━━ Data for review ━━

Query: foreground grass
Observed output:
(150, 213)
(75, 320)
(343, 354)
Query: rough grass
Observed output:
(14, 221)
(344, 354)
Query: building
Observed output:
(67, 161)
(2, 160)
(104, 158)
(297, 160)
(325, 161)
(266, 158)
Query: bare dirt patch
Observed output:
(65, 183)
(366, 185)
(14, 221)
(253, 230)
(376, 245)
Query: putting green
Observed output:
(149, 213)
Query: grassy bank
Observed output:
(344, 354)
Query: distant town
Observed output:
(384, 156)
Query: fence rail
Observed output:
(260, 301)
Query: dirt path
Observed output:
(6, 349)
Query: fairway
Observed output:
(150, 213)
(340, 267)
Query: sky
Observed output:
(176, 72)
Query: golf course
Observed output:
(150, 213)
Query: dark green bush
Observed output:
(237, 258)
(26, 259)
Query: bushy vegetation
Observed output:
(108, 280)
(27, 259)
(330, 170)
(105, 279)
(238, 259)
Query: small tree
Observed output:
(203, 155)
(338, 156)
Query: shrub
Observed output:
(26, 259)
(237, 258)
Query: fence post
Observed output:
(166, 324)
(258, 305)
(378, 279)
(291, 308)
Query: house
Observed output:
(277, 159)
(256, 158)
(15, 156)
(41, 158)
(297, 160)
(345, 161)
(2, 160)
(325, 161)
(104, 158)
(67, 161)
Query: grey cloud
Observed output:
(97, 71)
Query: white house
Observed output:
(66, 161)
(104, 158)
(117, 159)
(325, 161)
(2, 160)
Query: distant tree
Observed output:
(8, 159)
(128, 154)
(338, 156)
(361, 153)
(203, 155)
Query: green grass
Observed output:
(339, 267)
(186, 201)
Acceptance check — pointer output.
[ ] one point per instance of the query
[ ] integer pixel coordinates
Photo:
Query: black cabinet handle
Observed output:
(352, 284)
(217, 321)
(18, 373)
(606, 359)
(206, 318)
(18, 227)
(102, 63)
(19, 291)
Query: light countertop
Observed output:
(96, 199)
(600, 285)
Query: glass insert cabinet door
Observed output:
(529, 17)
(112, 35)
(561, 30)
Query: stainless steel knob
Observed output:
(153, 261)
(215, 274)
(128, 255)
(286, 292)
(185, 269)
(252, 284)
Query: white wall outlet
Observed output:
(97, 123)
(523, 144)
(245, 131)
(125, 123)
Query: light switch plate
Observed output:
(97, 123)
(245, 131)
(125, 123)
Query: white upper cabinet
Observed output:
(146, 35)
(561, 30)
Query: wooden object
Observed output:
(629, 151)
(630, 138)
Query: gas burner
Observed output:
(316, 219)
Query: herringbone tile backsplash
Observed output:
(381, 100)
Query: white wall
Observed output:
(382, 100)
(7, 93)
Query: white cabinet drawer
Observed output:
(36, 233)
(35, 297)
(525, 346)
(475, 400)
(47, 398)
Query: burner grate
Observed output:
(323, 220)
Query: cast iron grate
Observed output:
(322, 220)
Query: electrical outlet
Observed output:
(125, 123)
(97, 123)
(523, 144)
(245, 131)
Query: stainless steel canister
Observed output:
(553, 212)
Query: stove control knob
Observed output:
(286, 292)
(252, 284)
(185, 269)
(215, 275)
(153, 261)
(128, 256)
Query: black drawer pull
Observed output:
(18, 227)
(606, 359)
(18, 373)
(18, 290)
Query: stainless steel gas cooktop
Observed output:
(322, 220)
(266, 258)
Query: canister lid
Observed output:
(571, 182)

━━━

In the listing above, transcribe exactly everything from the line containing "Query: black cabinet handle" down to the line containing "Query: wooden object", including both and nothing more.

Query: black cabinet handle
Observed output:
(352, 284)
(217, 321)
(18, 373)
(606, 359)
(206, 318)
(18, 227)
(102, 63)
(19, 291)
Query: light countertop
Observed output:
(96, 199)
(600, 285)
Query: glass insert cabinet door
Observed output:
(529, 17)
(112, 35)
(561, 30)
Query: stainless steel knob
Observed output:
(153, 261)
(215, 274)
(128, 255)
(286, 292)
(185, 269)
(252, 284)
Query: white wall outlet
Observed output:
(97, 123)
(523, 144)
(245, 131)
(125, 123)
Query: light switch plate
Observed output:
(97, 123)
(245, 131)
(125, 123)
Query: white upper cabinet
Observed output:
(146, 35)
(561, 30)
Query: wooden object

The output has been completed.